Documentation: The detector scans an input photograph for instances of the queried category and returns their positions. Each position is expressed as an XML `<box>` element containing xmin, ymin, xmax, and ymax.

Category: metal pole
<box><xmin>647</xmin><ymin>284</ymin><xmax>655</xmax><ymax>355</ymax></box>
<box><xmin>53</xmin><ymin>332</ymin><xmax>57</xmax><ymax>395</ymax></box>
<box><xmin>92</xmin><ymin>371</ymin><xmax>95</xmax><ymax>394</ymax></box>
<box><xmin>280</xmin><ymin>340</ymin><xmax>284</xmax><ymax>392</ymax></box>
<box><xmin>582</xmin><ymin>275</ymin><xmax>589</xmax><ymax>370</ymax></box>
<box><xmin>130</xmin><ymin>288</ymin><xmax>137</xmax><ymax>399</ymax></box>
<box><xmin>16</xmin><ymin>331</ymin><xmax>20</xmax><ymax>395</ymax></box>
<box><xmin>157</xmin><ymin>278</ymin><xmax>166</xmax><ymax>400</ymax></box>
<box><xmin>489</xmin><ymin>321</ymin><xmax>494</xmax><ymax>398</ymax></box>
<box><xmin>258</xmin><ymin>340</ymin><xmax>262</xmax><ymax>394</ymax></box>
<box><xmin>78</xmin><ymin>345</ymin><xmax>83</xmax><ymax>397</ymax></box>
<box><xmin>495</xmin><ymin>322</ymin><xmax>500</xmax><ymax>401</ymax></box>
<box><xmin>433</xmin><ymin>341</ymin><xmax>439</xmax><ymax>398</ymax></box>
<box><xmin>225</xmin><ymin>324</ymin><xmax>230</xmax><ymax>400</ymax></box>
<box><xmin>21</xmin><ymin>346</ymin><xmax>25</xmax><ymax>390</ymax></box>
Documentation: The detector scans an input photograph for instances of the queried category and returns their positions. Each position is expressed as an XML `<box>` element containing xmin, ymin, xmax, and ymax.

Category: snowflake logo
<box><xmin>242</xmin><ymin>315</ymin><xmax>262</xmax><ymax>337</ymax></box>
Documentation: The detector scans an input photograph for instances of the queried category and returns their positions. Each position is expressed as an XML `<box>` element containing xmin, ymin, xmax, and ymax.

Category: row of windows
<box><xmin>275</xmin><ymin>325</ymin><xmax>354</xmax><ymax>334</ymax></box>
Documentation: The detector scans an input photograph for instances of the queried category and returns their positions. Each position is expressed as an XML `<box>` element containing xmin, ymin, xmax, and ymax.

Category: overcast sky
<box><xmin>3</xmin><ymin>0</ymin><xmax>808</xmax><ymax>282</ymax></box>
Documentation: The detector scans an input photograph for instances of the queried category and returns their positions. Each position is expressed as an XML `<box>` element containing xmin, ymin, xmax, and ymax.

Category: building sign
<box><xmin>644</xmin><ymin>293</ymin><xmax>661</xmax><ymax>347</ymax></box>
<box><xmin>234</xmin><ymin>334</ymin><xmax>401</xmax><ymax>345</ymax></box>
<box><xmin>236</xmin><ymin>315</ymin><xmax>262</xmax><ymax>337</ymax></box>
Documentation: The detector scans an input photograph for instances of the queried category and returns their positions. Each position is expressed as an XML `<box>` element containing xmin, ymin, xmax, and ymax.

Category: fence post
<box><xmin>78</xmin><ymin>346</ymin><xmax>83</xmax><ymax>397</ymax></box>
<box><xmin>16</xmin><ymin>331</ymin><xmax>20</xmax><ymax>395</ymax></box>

**Task**
Copy out every record exactly; leave nothing out.

**Exercise answer**
Documentation: The detector scans an input photograph for instances of the queried category and returns their positions. Each position is expressed as an XML `<box>` element containing xmin, ymin, xmax, and ymax.

Category: metal pole
<box><xmin>647</xmin><ymin>284</ymin><xmax>655</xmax><ymax>355</ymax></box>
<box><xmin>53</xmin><ymin>332</ymin><xmax>57</xmax><ymax>395</ymax></box>
<box><xmin>92</xmin><ymin>371</ymin><xmax>95</xmax><ymax>394</ymax></box>
<box><xmin>280</xmin><ymin>340</ymin><xmax>284</xmax><ymax>392</ymax></box>
<box><xmin>582</xmin><ymin>275</ymin><xmax>589</xmax><ymax>370</ymax></box>
<box><xmin>130</xmin><ymin>288</ymin><xmax>137</xmax><ymax>399</ymax></box>
<box><xmin>16</xmin><ymin>331</ymin><xmax>20</xmax><ymax>395</ymax></box>
<box><xmin>157</xmin><ymin>278</ymin><xmax>166</xmax><ymax>400</ymax></box>
<box><xmin>489</xmin><ymin>321</ymin><xmax>494</xmax><ymax>398</ymax></box>
<box><xmin>258</xmin><ymin>340</ymin><xmax>262</xmax><ymax>394</ymax></box>
<box><xmin>78</xmin><ymin>345</ymin><xmax>83</xmax><ymax>397</ymax></box>
<box><xmin>495</xmin><ymin>322</ymin><xmax>500</xmax><ymax>401</ymax></box>
<box><xmin>433</xmin><ymin>341</ymin><xmax>439</xmax><ymax>398</ymax></box>
<box><xmin>225</xmin><ymin>324</ymin><xmax>230</xmax><ymax>400</ymax></box>
<box><xmin>21</xmin><ymin>346</ymin><xmax>25</xmax><ymax>390</ymax></box>
Documentation: The detector scans an input photograph for instances of the queried category and returns their positions. Each position is expressed as an XML `<box>` element containing xmin, ymin, xmax, and ymax.

Category: snowflake logo
<box><xmin>242</xmin><ymin>315</ymin><xmax>262</xmax><ymax>337</ymax></box>
Documentation: The detector scans an input photograph for instances of the queried category and returns their positions. Each position is expressed as an XML `<box>` element containing xmin, ymin, xmax, and ymax.

Category: row of windows
<box><xmin>275</xmin><ymin>325</ymin><xmax>354</xmax><ymax>334</ymax></box>
Documentation: The detector scans an input photograph for instances of the queried category and returns their positions. Each position is expressed as an XML `<box>` element containing xmin, ymin, xmax, and ymax.

Category: overcast sky
<box><xmin>3</xmin><ymin>0</ymin><xmax>808</xmax><ymax>282</ymax></box>
Documentation: The detector scans an input photograph for instances of the queried category and returns their positions. Each position is expressed as an XML `<box>` element containing xmin, ymin, xmax, and ymax.

Category: building sign
<box><xmin>644</xmin><ymin>293</ymin><xmax>661</xmax><ymax>347</ymax></box>
<box><xmin>234</xmin><ymin>334</ymin><xmax>401</xmax><ymax>345</ymax></box>
<box><xmin>236</xmin><ymin>315</ymin><xmax>262</xmax><ymax>337</ymax></box>
Documentation: The detector scans an input photograph for instances of the queried category and returns their positions. Each position is expressed as an XML `<box>` element containing xmin, ymin, xmax, and ymax.

Category: fence post
<box><xmin>78</xmin><ymin>346</ymin><xmax>83</xmax><ymax>397</ymax></box>
<box><xmin>16</xmin><ymin>331</ymin><xmax>20</xmax><ymax>395</ymax></box>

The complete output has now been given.